[Records of labeled points]
↓

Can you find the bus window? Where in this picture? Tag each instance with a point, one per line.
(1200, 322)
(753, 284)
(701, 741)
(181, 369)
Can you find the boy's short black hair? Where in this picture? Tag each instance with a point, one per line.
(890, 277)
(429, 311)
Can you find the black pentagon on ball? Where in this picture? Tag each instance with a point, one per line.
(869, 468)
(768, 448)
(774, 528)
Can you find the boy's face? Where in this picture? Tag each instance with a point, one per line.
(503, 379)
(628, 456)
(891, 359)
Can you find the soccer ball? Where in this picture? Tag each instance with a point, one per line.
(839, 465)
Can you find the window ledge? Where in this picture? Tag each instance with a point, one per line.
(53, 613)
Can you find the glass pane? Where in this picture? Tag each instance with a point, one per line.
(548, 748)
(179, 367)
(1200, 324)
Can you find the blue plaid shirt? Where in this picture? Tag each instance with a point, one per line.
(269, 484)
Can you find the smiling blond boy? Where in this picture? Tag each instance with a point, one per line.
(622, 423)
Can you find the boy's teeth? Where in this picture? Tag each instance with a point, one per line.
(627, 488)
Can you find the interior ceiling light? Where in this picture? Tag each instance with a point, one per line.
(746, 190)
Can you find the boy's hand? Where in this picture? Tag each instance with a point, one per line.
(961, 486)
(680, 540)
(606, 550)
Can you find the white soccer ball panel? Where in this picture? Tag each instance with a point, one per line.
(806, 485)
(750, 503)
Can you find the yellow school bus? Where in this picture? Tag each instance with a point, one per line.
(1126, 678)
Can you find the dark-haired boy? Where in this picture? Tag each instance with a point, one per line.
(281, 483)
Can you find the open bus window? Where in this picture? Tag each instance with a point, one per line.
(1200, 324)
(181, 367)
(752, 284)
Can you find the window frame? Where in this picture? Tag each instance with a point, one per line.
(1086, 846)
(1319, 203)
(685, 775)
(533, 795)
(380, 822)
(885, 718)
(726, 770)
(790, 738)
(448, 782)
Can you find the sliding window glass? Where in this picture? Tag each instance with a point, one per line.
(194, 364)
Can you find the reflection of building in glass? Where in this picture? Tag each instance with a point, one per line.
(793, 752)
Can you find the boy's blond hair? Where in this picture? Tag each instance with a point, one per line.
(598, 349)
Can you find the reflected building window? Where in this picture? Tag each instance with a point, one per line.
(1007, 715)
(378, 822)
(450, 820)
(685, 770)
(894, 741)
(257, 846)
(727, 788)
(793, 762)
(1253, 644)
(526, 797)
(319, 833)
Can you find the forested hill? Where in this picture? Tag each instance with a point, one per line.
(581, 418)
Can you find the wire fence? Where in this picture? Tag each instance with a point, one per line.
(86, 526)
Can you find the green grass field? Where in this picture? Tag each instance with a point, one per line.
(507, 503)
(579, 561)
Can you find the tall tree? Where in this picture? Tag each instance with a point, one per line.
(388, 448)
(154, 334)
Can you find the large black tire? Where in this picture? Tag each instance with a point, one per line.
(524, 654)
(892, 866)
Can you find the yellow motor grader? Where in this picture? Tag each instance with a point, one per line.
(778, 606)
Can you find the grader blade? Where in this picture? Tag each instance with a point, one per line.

↑

* Task goal
Copy out the lines of the data word for word, starting with the line containing "Can you find the white" and going on through the line containing "(1126, 678)", both included.

* Response
Can you find the white soccer ball panel? Where in this picture? Tag each instance with a point, one per line.
(806, 485)
(750, 503)
Can you find the yellow school bus? Where in this picture? Tag each instance with a point, one per line.
(1126, 678)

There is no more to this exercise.